Cette disjonction en isolant l'amygdale cérébrale éteint la réponse émotionnelle et fait disparaître le risque vital en créant un état d'anesthésie émotionnelle et physique. Mais cette disjonction est à l'origine : d'une dissociation, un trouble de la conscience lié à la déconnection avec le cortex, avec une sensation d'irréalité, d'étrangeté, et d'être un spectateur des événements, l'enfant a l'impression de regarder un film ; et d'une mémoire traumatique, la mémoire émotionnelle de l'événement - du fait de la disjonction - ne va pas être traitée par l'hippocampe dont elle est déconnectée. L'hippocampe est une structure cérébrale qui intègre et transforme la mémoire émotionnelle en mémoire autobiographique et verbalisable (c'est un véritable logiciel indispensable pour que la mémoire des événements et des apprentissages soit stockée et recherchée).

Lignes de données:
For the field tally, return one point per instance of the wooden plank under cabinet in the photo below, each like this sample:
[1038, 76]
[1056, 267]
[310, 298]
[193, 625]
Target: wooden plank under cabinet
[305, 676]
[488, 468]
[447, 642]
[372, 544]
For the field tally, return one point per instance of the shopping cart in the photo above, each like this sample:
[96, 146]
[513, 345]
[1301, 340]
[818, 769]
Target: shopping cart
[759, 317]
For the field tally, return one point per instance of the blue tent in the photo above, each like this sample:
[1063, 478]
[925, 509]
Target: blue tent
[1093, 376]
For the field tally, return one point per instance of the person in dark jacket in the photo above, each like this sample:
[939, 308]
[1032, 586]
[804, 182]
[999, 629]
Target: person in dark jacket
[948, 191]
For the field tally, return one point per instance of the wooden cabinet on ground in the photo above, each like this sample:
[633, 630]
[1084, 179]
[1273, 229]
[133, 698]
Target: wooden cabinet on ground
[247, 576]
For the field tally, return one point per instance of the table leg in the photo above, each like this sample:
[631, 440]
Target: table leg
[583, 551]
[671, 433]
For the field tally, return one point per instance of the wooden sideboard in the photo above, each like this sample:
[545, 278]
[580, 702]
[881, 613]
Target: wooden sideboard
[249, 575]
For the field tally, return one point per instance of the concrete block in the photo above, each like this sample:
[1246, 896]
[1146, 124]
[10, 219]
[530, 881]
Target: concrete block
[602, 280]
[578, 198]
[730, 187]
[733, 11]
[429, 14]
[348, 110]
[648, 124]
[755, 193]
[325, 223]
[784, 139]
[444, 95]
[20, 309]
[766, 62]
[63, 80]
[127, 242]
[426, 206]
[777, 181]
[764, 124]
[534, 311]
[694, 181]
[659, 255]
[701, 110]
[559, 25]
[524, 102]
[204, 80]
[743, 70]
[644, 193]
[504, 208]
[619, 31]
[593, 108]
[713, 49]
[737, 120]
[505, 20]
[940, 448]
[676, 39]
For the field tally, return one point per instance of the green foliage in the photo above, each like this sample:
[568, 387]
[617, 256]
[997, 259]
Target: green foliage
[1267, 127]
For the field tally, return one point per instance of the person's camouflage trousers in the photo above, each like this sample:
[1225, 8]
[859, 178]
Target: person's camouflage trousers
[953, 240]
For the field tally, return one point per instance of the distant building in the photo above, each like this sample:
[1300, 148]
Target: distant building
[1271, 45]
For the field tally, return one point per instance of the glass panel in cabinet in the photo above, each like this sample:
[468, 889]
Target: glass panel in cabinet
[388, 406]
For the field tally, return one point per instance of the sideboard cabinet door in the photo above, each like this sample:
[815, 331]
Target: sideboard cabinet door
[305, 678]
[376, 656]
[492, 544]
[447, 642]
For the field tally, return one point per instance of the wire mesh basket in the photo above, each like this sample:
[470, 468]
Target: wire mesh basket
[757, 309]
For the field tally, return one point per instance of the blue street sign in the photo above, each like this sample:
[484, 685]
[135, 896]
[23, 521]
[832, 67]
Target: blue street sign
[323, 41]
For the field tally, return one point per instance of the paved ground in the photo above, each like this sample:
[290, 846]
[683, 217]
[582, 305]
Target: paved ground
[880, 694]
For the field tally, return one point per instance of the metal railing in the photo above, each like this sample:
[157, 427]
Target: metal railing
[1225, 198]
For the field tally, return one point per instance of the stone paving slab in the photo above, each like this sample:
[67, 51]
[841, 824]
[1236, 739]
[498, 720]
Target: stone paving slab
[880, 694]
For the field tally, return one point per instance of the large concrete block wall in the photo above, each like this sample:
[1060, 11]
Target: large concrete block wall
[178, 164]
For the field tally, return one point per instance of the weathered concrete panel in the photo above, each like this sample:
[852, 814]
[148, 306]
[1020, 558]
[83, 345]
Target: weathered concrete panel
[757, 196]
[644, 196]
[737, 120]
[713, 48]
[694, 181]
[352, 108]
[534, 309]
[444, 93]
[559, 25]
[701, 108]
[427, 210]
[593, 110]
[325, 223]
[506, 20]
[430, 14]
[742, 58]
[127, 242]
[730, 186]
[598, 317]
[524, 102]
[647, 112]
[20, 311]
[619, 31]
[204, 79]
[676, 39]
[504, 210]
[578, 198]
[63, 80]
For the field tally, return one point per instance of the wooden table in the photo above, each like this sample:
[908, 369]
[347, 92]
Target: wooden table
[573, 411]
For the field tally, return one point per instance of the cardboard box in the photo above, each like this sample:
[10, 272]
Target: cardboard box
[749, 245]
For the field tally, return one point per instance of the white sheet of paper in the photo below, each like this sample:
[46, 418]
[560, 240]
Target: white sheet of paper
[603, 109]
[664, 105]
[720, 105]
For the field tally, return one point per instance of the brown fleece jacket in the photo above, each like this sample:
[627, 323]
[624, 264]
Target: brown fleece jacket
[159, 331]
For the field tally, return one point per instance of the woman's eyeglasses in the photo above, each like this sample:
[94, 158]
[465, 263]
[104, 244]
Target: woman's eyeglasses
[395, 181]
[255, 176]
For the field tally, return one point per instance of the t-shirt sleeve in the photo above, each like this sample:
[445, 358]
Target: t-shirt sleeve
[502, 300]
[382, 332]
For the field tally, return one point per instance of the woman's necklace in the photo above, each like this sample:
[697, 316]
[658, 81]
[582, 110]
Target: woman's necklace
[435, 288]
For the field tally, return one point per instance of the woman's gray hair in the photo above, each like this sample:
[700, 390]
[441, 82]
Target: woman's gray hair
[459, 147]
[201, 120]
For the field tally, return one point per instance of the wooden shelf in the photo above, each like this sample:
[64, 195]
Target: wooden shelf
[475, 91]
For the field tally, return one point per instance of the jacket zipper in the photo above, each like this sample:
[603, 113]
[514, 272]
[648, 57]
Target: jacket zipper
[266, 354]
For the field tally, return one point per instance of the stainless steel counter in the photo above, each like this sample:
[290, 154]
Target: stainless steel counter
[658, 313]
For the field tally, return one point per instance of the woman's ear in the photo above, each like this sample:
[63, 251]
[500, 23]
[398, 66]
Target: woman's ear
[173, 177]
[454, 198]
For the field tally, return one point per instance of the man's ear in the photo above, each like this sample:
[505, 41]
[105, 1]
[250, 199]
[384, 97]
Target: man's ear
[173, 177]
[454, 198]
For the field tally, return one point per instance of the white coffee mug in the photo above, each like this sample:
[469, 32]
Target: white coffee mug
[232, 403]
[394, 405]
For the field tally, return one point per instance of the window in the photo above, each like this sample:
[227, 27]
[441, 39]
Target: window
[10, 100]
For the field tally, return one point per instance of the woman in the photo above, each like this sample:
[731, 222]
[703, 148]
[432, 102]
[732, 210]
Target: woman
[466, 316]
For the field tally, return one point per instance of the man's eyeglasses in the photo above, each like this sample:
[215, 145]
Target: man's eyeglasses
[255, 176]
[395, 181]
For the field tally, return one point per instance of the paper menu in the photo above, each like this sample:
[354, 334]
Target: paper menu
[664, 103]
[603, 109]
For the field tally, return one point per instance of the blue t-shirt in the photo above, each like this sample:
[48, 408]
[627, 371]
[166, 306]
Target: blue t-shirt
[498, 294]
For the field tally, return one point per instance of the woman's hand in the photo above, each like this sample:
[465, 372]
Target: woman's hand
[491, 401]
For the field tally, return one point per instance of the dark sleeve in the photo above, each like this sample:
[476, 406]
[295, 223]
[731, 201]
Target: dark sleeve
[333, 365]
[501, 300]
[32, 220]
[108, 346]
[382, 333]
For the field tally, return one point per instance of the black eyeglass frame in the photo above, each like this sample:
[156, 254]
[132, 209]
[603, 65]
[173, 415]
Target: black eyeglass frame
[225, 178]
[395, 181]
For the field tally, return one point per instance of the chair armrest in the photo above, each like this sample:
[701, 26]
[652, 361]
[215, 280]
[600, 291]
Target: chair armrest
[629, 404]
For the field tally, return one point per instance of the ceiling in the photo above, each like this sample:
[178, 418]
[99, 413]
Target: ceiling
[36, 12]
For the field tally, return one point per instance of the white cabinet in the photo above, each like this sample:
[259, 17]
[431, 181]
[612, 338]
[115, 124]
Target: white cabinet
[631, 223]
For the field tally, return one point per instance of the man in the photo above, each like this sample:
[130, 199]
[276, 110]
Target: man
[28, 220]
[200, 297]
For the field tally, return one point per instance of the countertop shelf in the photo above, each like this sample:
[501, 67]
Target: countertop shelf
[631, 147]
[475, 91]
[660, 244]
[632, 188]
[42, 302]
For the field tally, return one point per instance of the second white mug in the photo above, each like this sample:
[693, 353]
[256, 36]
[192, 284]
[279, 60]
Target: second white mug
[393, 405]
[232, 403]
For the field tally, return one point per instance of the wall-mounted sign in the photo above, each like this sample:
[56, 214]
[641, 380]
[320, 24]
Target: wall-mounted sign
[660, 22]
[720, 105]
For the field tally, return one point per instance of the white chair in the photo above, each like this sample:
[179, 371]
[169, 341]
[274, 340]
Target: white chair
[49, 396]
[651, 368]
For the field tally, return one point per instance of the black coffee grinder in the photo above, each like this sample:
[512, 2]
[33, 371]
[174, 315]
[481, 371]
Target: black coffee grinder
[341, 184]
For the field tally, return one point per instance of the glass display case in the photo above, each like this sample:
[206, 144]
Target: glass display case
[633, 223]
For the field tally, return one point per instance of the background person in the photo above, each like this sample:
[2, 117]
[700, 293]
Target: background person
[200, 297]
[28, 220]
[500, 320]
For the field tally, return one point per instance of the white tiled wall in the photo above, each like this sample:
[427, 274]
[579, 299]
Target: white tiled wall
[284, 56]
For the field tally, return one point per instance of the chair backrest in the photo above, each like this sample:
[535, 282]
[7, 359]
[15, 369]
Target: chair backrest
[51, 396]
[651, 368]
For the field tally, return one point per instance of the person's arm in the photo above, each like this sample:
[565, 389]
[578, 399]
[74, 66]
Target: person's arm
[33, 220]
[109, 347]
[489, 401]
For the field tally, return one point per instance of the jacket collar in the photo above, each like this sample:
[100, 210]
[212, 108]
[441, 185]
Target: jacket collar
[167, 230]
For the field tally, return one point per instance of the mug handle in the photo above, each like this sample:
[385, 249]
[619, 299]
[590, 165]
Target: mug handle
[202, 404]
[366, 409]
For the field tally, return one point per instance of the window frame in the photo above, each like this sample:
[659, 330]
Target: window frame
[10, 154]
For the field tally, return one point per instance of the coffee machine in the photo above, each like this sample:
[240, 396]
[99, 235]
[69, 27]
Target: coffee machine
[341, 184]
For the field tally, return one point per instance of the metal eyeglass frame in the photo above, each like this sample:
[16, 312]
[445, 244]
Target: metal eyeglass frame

Tâche 1:
Recopiez fidèlement le passage de l'extrait sur la mémoire traumatique qui s'ouvre sur les mots contenant « Cette disjonction en » et se termine par « stockée et recherchée). ».
Tâche 2:
Relevez toutes les structures cérébrales nommées dans l'extrait sur la mémoire traumatique.

Réponse 1:
Cette disjonction en isolant l'amygdale cérébrale éteint la réponse émotionnelle et fait disparaître le risque vital en créant un état d'anesthésie émotionnelle et physique. Mais cette disjonction est à l'origine : d'une dissociation, un trouble de la conscience lié à la déconnection avec le cortex, avec une sensation d'irréalité, d'étrangeté, et d'être un spectateur des événements, l'enfant a l'impression de regarder un film ; et d'une mémoire traumatique, la mémoire émotionnelle de l'événement - du fait de la disjonction - ne va pas être traitée par l'hippocampe dont elle est déconnectée. L'hippocampe est une structure cérébrale qui intègre et transforme la mémoire émotionnelle en mémoire autobiographique et verbalisable (c'est un véritable logiciel indispensable pour que la mémoire des événements et des apprentissages soit stockée et recherchée).

Réponse 2:
L'amygdale cérébrale, le cortex, l'hippocampe.